--- STATED EXERCISE A ---
Copy the records below line for line, leaving out the pictures.

On June 10, 2004, Electro Energy, Inc. (the “Company”) (formerly MCG Diversified, Inc.) replaced Randall N. Drake, C.P.A. as its independent accountant. Randall N. Drake, C.P.A. had been previously engaged as the principal accountant to audit the Company’s financial statements. The reason for the replacement of Randall N. Drake, C.P.A. was that a subsidiary of the Company recently merged with and into a Delaware corporation of the same name as the Company, Electro Energy, Inc. (hereinafter referred to as EEI (DE)), with the stockholders of EEI (DE) owning a majority of the outstanding shares of common stock of the Company immediately following the merger. EEI (DE) is the primary business unit of the Company, and the current independent accountant of EEI (DE) is the firm of Marcum & Kliegman LLP. The Company believes that it is in its best interests to have Marcum & Kliegman continue to work with the EEI (DE) business, and the Company therefore retained Marcum & Kliegman as its new independent accountant on June 10, 2004. Marcum & Kliegman is located at 655 Third Avenue, 16th Floor, New York, New York 10017.

The reports of Randall N. Drake, C.P.A. on the Company’s financial statements for the past two years contained no adverse opinion or disclaimer of opinion were not qualified or modified as to uncertainty, audit scope or accounting principles.

The decision to change accountants was approved by the Audit Committee of the Company’s Board of Directors.

During the Company’s two most recent fiscal years, and the subsequent interim periods, prior to June 10, 2004, there were no disagreements with Randall N. Drake, C.P.A. on any matter of accounting principles or practices, financial statement disclosure, or auditing scope or procedure which, if not resolved to the satisfaction of Randall N. Drake, C.P.A. , would have caused it to make reference to the matter in connection with its reports. There were no “reportable events” as that term is described in Item 304(a)(1)(v) of Regulation S-K.

--- STATED EXERCISE B ---
Continue the filing on Electro Energy's change of independent accountant from the point where it ends.

--- GIVEN ENTRIES ---
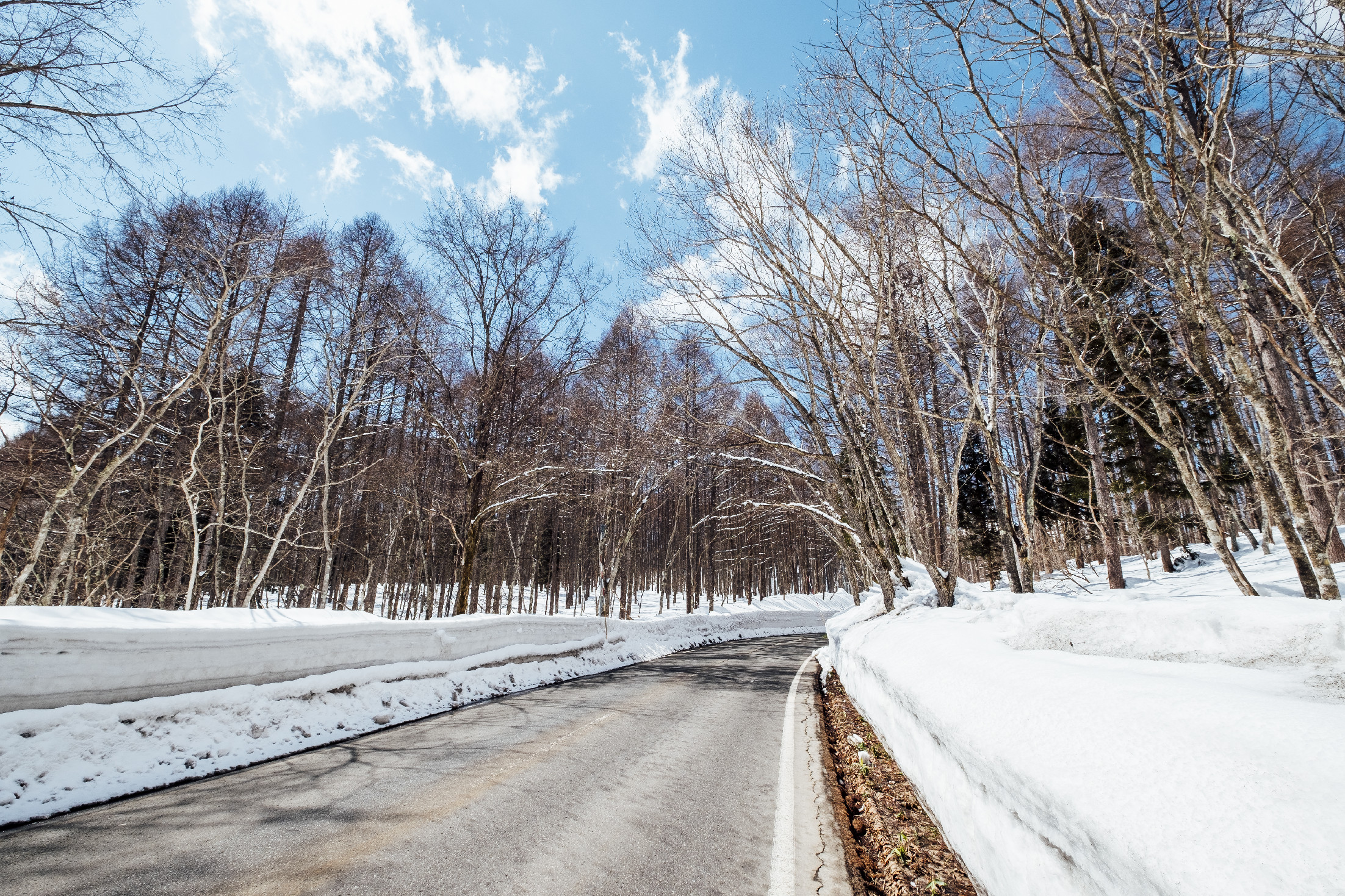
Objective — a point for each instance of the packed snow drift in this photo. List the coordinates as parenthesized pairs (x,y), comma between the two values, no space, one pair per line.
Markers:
(1172,738)
(58,758)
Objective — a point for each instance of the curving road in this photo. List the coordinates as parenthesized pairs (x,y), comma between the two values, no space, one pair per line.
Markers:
(668,777)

--- TASK OUTPUT A ---
Objective — a point for each instance of the packed snow drift in this photo. List the coordinates as parenthesized pairs (x,y), comma between the two values, no space, one pair per line.
Markers:
(1172,738)
(58,758)
Objective — a point for each instance of the curving road in this photo. List the coordinates as parenthesized pairs (x,y), comma between the two values, no space, one pair per line.
Markers:
(668,777)

--- TASK OUTPUT B ---
As of June 10, 2004, Marcum & Kliegman was engaged as the Company’s new independent public accountants. The appointment of Marcum & Kliegman was recommended and approved by the Audit Committee of the Company’s Board of Directors. During the Company’s two most recent fiscal years, and the subsequent interim periods, prior to June 10, 2004, the Company did not consult Marcum & Kliegman regarding either: (i) the application of accounting principles to a specified transaction, completed or proposed, or the type of audit opinion that might be rendered on the Company’s financial statements, or (ii) any matter that was either the subject of a disagreement as defined in Item 304(a)(1)(iv) of Regulation S-K or a reportable event as described in Item 304(a)(1)(v) of Regulation S-K.

The Company has provided Randall N. Drake, C.P.A. with a copy of this Report and has requested Randall N. Drake, C.P.A. to furnish the Company with a letter addressed to the U.S. Securities and Exchange Commission stating whether Randall N. Drake, C.P.A. agrees with the statements made above and, if not, to state the respects in which it does not agree with such statements. A copy of the letter from Randall N. Drake, C.P.A. dated June 17, 2004 is attached hereto as Exhibit 16.1.